▸ PROBLEMS
**a.** According to the image captioning overview, how many images are in the Flickr8k dataset?
**b.** From the entries, print the lines from the one containing "hat in this photo" to the one containing "[531,371,570,393]", both included, and omit any pictures.

-- Start of EXTRACTED TEXT --

ImageCaptioning

This repository contains the code and resources for an Image Captioning project developed as part of a Machine Learning course. The project implements a deep learning pipeline to automatically generate captions for images using a combination of Convolutional Neural Networks (CNN) and Recurrent Neural Networks (RNN). Specifically, it leverages a pre-trained ResNet50 model for feature extraction and a custom RNN model for generating captions in natural language.

Project Overview

Image captioning is a fundamental task in computer vision and natural language processing that involves describing the content of an image in words. This project utilizes the Flickr8k dataset, which consists of 8,091 images, each annotated with five captions describing the image content. The goal is to train a model that can generate accurate and meaningful descriptions for new, unseen images.

Key Features

Image feature extraction using a pre-trained ResNet50 model.
Sequence generation using an RNN model with LSTM layers to produce captions based on image features.
Evaluation using a BERT-based similarity metric to compare generated captions with reference captions.

Directory Structure

Captions: Contains the captions.txt file with image IDs and corresponding captions.

-- End of EXTRACTED TEXT --
-- Start of SUPPLIED MATERIAL --

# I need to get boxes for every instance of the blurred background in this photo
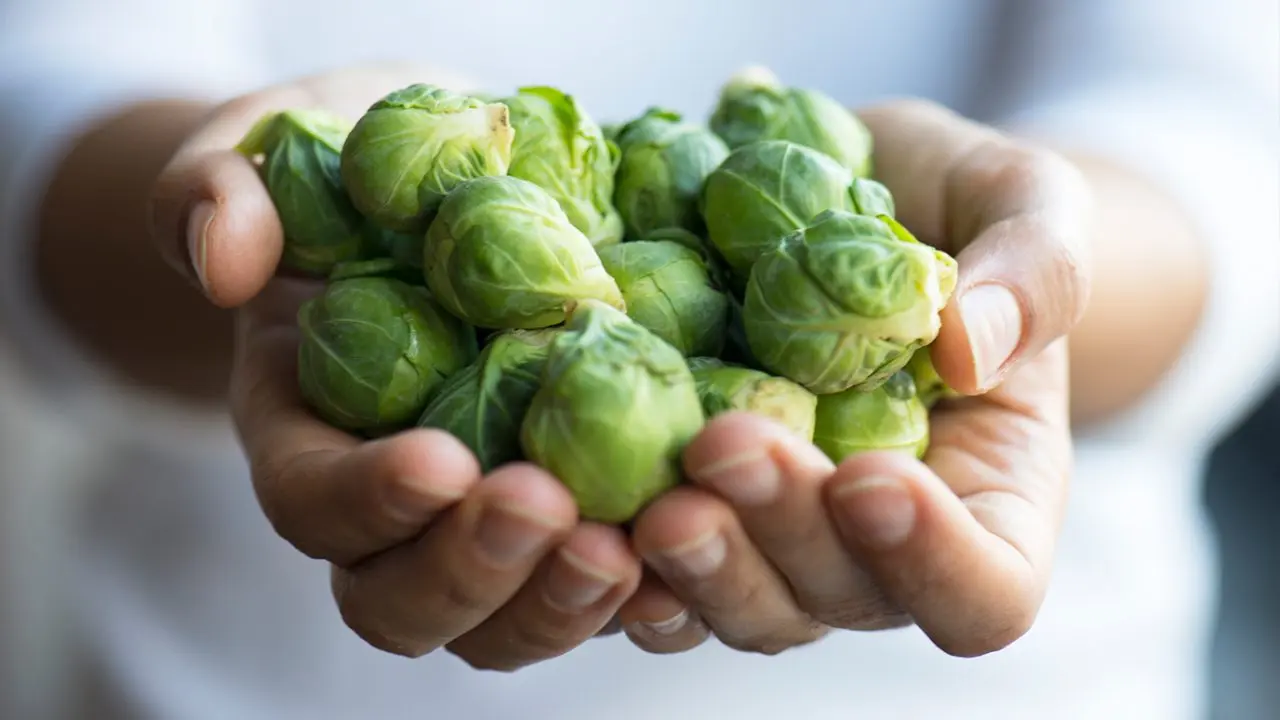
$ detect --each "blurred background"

-- End of SUPPLIED MATERIAL --
-- Start of SUPPLIED MATERIAL --

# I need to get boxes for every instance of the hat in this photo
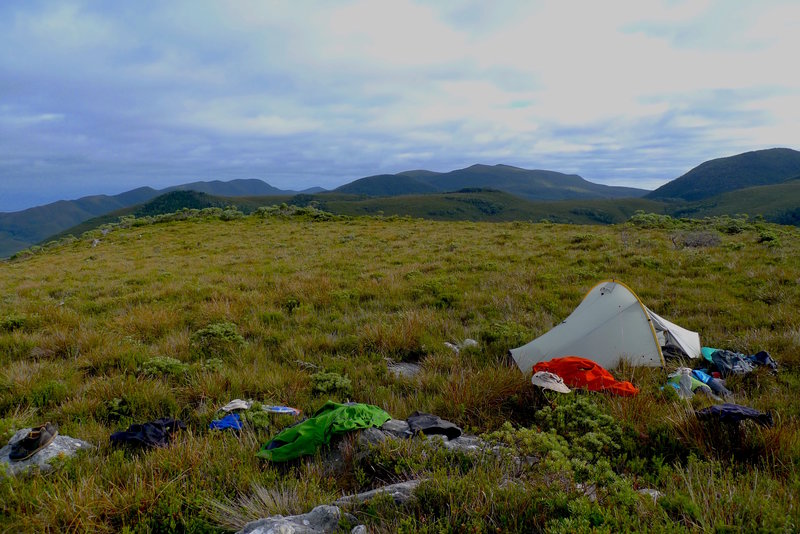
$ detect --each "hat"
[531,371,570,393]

-- End of SUPPLIED MATERIAL --
-- Start of SUPPLIED MATERIAL --

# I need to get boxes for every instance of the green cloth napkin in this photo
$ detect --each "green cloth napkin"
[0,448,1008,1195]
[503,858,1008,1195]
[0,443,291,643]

-- End of SUPPLIED MATERIAL --

▸ WRITTEN ANSWERS
**a.** 8,091 images

**b.**
# I need to get boxes for every instance of the hat in this photo
$ detect --each "hat"
[531,371,570,393]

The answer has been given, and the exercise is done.